YOUR INSTRUCTIONS:
All entries below are to be reproduced exactly.
PROVIDED ENTRIES START
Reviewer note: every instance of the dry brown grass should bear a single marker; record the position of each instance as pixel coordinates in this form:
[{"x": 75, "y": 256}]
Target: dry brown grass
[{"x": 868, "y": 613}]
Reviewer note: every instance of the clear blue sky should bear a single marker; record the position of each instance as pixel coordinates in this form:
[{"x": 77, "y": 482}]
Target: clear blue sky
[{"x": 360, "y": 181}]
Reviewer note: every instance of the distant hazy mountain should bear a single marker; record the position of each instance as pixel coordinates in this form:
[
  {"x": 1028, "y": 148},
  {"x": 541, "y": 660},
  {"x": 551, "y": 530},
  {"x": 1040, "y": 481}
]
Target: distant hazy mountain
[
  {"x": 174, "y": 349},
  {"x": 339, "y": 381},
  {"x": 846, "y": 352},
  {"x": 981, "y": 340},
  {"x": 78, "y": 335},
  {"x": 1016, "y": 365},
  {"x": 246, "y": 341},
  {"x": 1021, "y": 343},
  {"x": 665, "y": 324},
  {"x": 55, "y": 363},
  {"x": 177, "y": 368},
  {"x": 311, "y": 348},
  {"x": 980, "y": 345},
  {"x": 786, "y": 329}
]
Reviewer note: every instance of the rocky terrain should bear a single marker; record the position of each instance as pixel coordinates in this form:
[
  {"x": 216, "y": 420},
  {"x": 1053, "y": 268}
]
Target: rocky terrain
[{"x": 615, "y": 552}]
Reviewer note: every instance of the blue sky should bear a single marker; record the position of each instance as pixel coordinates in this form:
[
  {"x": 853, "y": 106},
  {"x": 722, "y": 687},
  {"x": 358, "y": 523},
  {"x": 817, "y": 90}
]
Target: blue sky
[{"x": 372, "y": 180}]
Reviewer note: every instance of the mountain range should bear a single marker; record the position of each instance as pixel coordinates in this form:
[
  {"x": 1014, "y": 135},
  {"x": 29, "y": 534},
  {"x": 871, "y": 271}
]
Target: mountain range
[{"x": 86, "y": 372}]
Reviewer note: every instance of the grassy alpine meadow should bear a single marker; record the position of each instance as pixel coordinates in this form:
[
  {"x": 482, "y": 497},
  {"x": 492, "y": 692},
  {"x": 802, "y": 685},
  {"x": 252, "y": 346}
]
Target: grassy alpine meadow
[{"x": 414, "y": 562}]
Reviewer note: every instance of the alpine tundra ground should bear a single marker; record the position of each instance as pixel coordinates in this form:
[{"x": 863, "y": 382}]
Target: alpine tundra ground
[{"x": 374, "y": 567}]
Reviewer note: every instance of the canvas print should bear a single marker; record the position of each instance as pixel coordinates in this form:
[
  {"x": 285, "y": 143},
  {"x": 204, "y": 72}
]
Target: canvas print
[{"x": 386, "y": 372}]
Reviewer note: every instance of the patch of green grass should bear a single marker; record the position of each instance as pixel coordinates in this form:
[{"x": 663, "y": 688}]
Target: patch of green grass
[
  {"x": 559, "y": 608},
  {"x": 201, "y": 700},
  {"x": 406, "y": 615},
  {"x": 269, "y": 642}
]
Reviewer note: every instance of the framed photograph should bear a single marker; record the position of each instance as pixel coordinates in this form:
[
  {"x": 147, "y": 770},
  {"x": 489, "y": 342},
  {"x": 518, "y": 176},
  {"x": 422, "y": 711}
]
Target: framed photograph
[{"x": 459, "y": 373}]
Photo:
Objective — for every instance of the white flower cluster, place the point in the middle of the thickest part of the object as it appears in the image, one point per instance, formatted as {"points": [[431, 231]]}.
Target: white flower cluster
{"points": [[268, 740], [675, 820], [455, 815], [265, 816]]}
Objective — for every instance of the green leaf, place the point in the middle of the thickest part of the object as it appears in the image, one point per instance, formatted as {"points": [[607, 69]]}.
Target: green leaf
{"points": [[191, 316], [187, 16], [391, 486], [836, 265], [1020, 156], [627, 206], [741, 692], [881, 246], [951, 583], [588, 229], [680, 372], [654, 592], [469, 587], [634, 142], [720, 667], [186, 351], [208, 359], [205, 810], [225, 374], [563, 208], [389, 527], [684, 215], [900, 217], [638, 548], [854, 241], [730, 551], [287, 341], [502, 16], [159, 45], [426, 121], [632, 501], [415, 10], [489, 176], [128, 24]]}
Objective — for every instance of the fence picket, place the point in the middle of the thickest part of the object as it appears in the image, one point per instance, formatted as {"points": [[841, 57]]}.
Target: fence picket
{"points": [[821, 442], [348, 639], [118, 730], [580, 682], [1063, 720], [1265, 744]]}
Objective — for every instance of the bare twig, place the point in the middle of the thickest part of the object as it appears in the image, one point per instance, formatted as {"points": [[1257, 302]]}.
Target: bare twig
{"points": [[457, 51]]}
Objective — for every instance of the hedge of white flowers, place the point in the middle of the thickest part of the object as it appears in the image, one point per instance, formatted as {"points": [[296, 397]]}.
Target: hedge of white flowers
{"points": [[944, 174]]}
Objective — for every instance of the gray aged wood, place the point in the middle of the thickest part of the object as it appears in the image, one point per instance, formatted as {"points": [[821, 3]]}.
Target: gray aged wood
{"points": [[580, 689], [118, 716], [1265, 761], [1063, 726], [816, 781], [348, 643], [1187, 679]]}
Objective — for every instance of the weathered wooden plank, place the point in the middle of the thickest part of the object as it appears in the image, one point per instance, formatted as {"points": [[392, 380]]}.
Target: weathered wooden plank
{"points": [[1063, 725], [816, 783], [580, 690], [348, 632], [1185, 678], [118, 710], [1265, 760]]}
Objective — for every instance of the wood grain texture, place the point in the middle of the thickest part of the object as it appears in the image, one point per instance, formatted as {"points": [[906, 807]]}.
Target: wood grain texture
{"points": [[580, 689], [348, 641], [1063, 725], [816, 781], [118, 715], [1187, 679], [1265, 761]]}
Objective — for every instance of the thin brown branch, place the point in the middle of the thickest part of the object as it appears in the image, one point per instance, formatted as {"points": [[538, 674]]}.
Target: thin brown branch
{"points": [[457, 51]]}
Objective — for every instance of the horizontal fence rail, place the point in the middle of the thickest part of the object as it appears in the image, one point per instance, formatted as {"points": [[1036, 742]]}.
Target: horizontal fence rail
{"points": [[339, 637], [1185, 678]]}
PROVIDED ENTRIES END
COMPLETED TASK:
Reviewer note: every instance of the dry brown grass should bear a single marker; record the position of each instance as pixel coordinates in this form:
[{"x": 75, "y": 256}]
Target: dry brown grass
[{"x": 868, "y": 613}]
Reviewer note: every instance of the clear blue sky should bear a single marker; record the position of each instance as pixel coordinates in this form:
[{"x": 77, "y": 482}]
Target: clear blue sky
[{"x": 360, "y": 181}]
Reviewer note: every instance of the distant hazy mountain should bear a single marker; record the position of each instance as pixel coordinates in this form:
[
  {"x": 1028, "y": 148},
  {"x": 541, "y": 660},
  {"x": 551, "y": 530},
  {"x": 1040, "y": 481}
]
Target: distant hazy mountain
[
  {"x": 174, "y": 349},
  {"x": 339, "y": 381},
  {"x": 846, "y": 352},
  {"x": 981, "y": 340},
  {"x": 78, "y": 335},
  {"x": 1016, "y": 365},
  {"x": 246, "y": 341},
  {"x": 1021, "y": 343},
  {"x": 665, "y": 324},
  {"x": 55, "y": 363},
  {"x": 177, "y": 368},
  {"x": 311, "y": 348},
  {"x": 980, "y": 345},
  {"x": 786, "y": 329}
]
Reviewer note: every instance of the rocky terrain should bear a single marker; record the position of each instance as pixel coordinates in this form:
[
  {"x": 216, "y": 420},
  {"x": 1053, "y": 268}
]
Target: rocky terrain
[{"x": 615, "y": 552}]
Reviewer note: every instance of the blue sky should bear a single marker; record the position of each instance as pixel coordinates in this form:
[
  {"x": 853, "y": 106},
  {"x": 722, "y": 687},
  {"x": 358, "y": 523},
  {"x": 817, "y": 90}
]
Target: blue sky
[{"x": 372, "y": 180}]
Reviewer note: every instance of the mountain range should bear a single marker; record the position of each instance as pixel coordinates in this form:
[
  {"x": 1014, "y": 135},
  {"x": 29, "y": 534},
  {"x": 871, "y": 271}
]
Target: mountain range
[{"x": 86, "y": 372}]
Reviewer note: every instance of the grassy alpine meadow should bear a single marker; record the position of each instance as pixel coordinates in this form:
[
  {"x": 482, "y": 497},
  {"x": 492, "y": 692},
  {"x": 802, "y": 685},
  {"x": 252, "y": 346}
]
Target: grassy alpine meadow
[{"x": 414, "y": 562}]
Reviewer note: every instance of the alpine tundra ground should bear a single marker; record the position of each instance as pixel coordinates in this form:
[{"x": 863, "y": 382}]
Target: alpine tundra ground
[{"x": 374, "y": 567}]
Reviewer note: every instance of the canvas print should bear a single marker; record the position of each instance as pixel coordinates in this form:
[
  {"x": 285, "y": 143},
  {"x": 204, "y": 72}
]
Target: canvas print
[{"x": 386, "y": 372}]
Reviewer note: every instance of the patch of green grass should bear a single marker; record the position of each instance as pixel coordinates in this form:
[{"x": 663, "y": 688}]
Target: patch of green grass
[
  {"x": 559, "y": 608},
  {"x": 201, "y": 700},
  {"x": 406, "y": 615},
  {"x": 269, "y": 642}
]
Reviewer note: every instance of the framed photograph should bear a single marker; record the position of each instance as pixel coordinates in this form:
[
  {"x": 147, "y": 770},
  {"x": 489, "y": 342},
  {"x": 518, "y": 176},
  {"x": 422, "y": 711}
]
Target: framed photograph
[{"x": 459, "y": 373}]
Photo:
Objective — for every instance of the white flower cluster, place the point in the middle of the thickest part of the object as it appears in the image, one point per instance, formatted as {"points": [[431, 231]]}.
Target: white flower cluster
{"points": [[268, 740], [675, 820], [455, 815], [265, 816]]}
Objective — for every instance of the green leaf, place the point in the middle of the thickest part of the object as it appears in the image, one point per instance, formatted as {"points": [[607, 69]]}.
Target: green leaf
{"points": [[191, 316], [187, 16], [391, 486], [836, 265], [1020, 156], [627, 206], [741, 692], [881, 246], [951, 583], [588, 229], [680, 372], [654, 592], [469, 587], [634, 142], [720, 667], [186, 351], [208, 359], [205, 810], [225, 374], [563, 208], [389, 527], [684, 215], [900, 217], [638, 548], [854, 241], [730, 551], [287, 341], [502, 16], [159, 45], [426, 121], [632, 501], [415, 10], [489, 176], [128, 24]]}
Objective — for every instance of the fence picket, place the point in the middle of the thickest part of the object as it appears in the image, one point per instance, formatted as {"points": [[841, 57]]}.
Target: fence picket
{"points": [[821, 442], [348, 639], [118, 730], [580, 682], [1063, 720], [1265, 744]]}
Objective — for every instance of the bare twig, place the point in the middle of the thickest part of the object as it appears in the image, one point per instance, formatted as {"points": [[1257, 302]]}.
Target: bare twig
{"points": [[457, 51]]}
Objective — for every instance of the hedge of white flowers, place the point in the middle of the thickest part of the object as it appears in the image, one point per instance, formatted as {"points": [[296, 397]]}.
Target: hedge of white flowers
{"points": [[944, 174]]}
Objective — for every instance of the gray aged wood, place the point in the middle of the thickest part of the object as it appears in the image, one point per instance, formatted as {"points": [[821, 3]]}.
Target: gray aged wood
{"points": [[580, 689], [118, 716], [1265, 761], [1063, 726], [816, 781], [348, 643], [1187, 679]]}
Objective — for every instance of the weathered wooden plank, place the point in the middle of the thickest part of the object as it appears in the image, one point per instance, formatted as {"points": [[392, 380]]}.
Target: weathered wooden plank
{"points": [[1063, 725], [816, 783], [580, 690], [348, 632], [1185, 678], [118, 710], [1265, 760]]}
Objective — for every instance of the wood grain texture, place the point in the middle of the thickest part of the object as it appears in the image, one point per instance, formatted as {"points": [[906, 807]]}.
Target: wood grain texture
{"points": [[580, 689], [348, 641], [1063, 725], [816, 781], [118, 715], [1187, 679], [1265, 761]]}
Objective — for every instance of the thin brown branch, place the point in the middle of the thickest part of the object as it appears in the image, one point per instance, formatted as {"points": [[538, 674]]}.
Target: thin brown branch
{"points": [[457, 51]]}
Objective — for every instance of the horizontal fence rail, place the point in the middle of the thickest part of the object as it appears in the image, one point per instance, formatted as {"points": [[1036, 742]]}.
Target: horizontal fence rail
{"points": [[339, 637], [1185, 678]]}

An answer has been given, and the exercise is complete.